> Dokumentauszug

# 3D Zahlen und Buchstaben



## felsi (9. Oktober 2009)

Hallo,

ich würde gerne zum Geburtstag von meinem Opa eine kleine Karte erstellen und dachte, ich könnte diese ein wenig witziger gestalten, wenn ich selbst etwas mache. Ich habe nur das Problem, dass ich nicht weiß, wie ich anfangen soll.

So soll sie aussehen:

70
Jahre

Dabei würde ich alle Zahlen und Buchstaben gerne als 3D haben und sie ineinander im Raum verschieben. Habe mal ein Beispiel rausgesucht, wie ich mir das vorstelle:

Z.B. so http://i38.tinypic.com/fjeopg.jpg
oder so: http://i33.tinypic.com/29aqqag.jpg

Natürlich ohne die Gesichter usw. Mir geht es nur um die Art, wie ich Zahlen und Buchstaben so 3D und im Raum darstellen kann. Hoffe ihr wisst was ich meine.

Wäre super, wenn ihr mir auf die Sprünge helfen könntet.
Vielen Dank schon mal

Edit : Mir ist ein noch viel berühmeters Beispiel eingefallen. Ice Age: http://www.movie-infos.de/data/media/296/IceAge2Poster.jpg
Edit : Ok, in Illustrator per 3D Effekt sollte das leicht gehen, glaube ich, oder?


----------



## Leola13 (9. Oktober 2009)

Hai,

bei den einzelnen Buchstaben, Zahlen den Ebenstil abgefalchte Kante und Relief anwenden und den Schattenwurf entsprechend einstellen.
Ein bisschen mit den Einstellungen spielen bis du zufrieden bist.
Dann die Buchstaben, Zahlen verzerren.

Ciao Stefan


----------



## Lucidity (28. Januar 2010)

Oder: du markierst deine Ebene hälst alt gedrückt und drückst immer wieder abwechselnd Pfeil rechts, Pfeil runter bis dir dein Ergebnis gefällt - dabei enstehen nur jede Menge ebenen.


----------



## Lichtpilger (29. Januar 2010)

felsi hat gesagt.:


> Edit : Ok, in Illustrator per 3D Effekt sollte das leicht gehen, glaube ich, oder?




Ja genau, mit Illustrator kannst das mit ein paar einfachen klicks hinbekommen. Hast da auch viele Optionen bezüglich Farbe und so. Die Hilfe im Programm kann dir da Helfen oder eben wie "fast" immer Google 

edit: Hey das is ja ein fast alter Fred...  übersehen...


----------

> Deine Aufgaben
a – Gib aus dem Forenthread über 3D-Zahlen und -Buchstaben den Abschnitt wörtlich aus, der mit „Oder: du markierst“ beginnt und mit „(29. Januar 2010)“ endet.
b – Zu welchem Anlass möchte felsi laut dem Forenthread über 3D-Zahlen und -Buchstaben eine kleine Karte erstellen?

> Extrahierte Informationen

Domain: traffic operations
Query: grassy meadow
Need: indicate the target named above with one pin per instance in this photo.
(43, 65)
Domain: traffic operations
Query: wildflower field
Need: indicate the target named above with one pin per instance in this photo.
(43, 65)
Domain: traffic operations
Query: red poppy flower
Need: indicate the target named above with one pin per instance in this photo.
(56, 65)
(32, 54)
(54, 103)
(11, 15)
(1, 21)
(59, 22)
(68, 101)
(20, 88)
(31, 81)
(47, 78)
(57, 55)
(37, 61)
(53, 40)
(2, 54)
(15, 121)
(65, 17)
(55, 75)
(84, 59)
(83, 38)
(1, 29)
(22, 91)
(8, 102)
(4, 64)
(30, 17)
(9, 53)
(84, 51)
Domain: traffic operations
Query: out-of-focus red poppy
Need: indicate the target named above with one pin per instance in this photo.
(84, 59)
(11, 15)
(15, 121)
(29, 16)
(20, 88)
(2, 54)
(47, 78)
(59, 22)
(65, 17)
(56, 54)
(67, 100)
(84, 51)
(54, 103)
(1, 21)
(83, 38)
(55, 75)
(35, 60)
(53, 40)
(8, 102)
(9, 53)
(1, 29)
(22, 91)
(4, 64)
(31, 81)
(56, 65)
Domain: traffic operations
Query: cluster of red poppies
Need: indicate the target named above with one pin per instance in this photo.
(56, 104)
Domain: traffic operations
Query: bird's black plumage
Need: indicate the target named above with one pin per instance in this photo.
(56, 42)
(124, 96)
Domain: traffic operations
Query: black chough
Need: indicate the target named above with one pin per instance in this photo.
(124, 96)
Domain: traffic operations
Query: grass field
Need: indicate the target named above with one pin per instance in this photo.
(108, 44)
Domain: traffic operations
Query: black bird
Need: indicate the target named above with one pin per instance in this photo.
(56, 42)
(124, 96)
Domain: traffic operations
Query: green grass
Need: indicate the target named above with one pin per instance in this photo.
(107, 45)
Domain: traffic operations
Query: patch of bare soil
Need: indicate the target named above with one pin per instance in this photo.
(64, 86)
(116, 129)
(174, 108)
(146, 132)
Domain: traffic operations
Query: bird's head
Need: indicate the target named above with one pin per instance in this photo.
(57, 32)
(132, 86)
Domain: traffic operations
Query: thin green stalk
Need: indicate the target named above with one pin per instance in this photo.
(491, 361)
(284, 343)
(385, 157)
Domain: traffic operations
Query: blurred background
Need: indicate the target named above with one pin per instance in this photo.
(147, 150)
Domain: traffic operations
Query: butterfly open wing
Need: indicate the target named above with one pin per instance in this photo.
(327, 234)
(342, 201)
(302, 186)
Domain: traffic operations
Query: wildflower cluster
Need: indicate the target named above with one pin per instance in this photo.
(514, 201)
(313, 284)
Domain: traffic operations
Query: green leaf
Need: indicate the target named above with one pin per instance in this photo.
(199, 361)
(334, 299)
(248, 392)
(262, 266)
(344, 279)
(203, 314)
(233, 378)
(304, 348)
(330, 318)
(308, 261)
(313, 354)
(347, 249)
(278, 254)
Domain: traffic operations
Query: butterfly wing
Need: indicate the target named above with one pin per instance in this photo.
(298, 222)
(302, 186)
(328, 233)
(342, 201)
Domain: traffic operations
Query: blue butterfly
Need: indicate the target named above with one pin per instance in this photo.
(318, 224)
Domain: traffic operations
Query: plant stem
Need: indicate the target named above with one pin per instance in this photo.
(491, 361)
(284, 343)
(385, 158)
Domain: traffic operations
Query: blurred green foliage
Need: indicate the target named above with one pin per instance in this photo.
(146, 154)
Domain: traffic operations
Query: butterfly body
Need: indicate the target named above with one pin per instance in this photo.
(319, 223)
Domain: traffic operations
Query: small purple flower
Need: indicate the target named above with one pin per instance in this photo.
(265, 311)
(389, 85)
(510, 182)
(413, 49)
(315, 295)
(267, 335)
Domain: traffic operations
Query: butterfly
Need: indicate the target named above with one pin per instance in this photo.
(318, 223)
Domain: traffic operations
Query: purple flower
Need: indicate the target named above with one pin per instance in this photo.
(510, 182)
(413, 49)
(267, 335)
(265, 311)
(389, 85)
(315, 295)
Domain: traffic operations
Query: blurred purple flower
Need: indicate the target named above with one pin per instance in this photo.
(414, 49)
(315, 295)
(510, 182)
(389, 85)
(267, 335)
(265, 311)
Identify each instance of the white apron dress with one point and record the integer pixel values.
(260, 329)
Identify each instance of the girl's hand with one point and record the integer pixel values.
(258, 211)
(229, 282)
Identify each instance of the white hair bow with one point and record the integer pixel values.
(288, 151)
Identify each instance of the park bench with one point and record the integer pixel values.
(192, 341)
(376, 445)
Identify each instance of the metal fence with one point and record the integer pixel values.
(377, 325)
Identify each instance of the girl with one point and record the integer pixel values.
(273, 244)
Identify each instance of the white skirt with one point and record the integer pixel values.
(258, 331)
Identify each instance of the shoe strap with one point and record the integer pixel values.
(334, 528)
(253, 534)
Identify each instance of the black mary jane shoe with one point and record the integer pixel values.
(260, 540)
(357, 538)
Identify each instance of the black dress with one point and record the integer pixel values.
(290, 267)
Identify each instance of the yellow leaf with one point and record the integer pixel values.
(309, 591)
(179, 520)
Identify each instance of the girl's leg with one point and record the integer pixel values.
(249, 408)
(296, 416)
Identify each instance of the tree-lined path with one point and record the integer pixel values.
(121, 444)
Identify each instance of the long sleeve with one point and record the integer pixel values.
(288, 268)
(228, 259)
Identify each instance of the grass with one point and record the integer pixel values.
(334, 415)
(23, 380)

> Lösungen
a –
Oder: du markierst deine Ebene hälst alt gedrückt und drückst immer wieder abwechselnd Pfeil rechts, Pfeil runter bis dir dein Ergebnis gefällt - dabei enstehen nur jede Menge ebenen.


----------



## Lichtpilger (29. Januar 2010)

b – Zum Geburtstag des Opas.